───── Selected extract
Longjing District (龍井區 (Lóngjǐng Qū)) is a coastal suburban district in western Taichung, Taiwan.

== Geography ==
Longjing shares borders with Wuqi and Shalu to the north, Xitun to the east, the Pacific Ocean to the west, Dadu and Shengang in Changhua County to the south. The eastern part of Longjing is located on the Dadu Plateau.

== Name and history ==
The area was originally occupied by the aboriginal Papora people. The term Longjing (龍井) means "Dragon Well"; a well is located in the area. Prior to Japanese rule, the district was called "Chie Tou Village" (茄投庄). During Japanese rule over Taiwan the district was renamed to Longjing (龍井), taken from the name of a famous well in the area named Dragon Eye Well (龍目井)

Dragon Eye Well is located in Longquan Village, under an old camphor tree. One of the Qing governors of Changhua recorded that the well's water was cool and refreshing, and the atmosphere was serene around the well. The name "Dragon Eye" comes from the two rocks around the well that makes it look like a dragon.
──────────
What to do:
1 - In the passage on Longjing District, why is the well in Longquan Village called "Dragon Eye"? Answer in one to three sentences.
2 - Resume the passage on Longjing District, starting after its final sentence.
───── Recorded information
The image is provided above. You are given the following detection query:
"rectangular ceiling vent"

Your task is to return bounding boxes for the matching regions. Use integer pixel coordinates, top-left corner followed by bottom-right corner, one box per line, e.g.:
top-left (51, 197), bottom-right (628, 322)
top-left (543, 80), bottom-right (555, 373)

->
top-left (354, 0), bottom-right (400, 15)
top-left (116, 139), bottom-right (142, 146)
──────────
Task-by-task results:
1 - The well takes the name "Dragon Eye" from the two rocks around it, which make it look like a dragon.

2 -
== Administrative divisions ==

| English name | Chinese name |
|---|---|
| Zhukeng Village | 竹坑里 |
| Longtung Village | 龍東里 |
| Longxi Village | 龍西里 |
| Tianzhong Village | 田中里 |
| Lishui Village | 麗水里 |
| Longjin Village | 龍津里 |
| Sande Village | 三德里 |
| Zhonghe Village | 忠和里 |
| Shanjiao Village | 山腳里 |
| Longquan Village | 龍泉里 |
| Longgang Village | 龍崗里 |
| Xinzhuang Village | 新庄里 |
| Nanjiao Village | 南寮里 |
| Tunghai Village | 東海里 |
| Xintung Village | 新東里 |

== Infrastructure ==
Longjing houses Taichung Power Plant, the world's largest coal-fired power plant.

== Transportation ==
The district is served by a variety of national roads.
- National Freeway 3
- Provincial Highway 1
- Provincial Highway 17
- Provincial Highway 61

The district can be reached by rail through TR Longjing Station.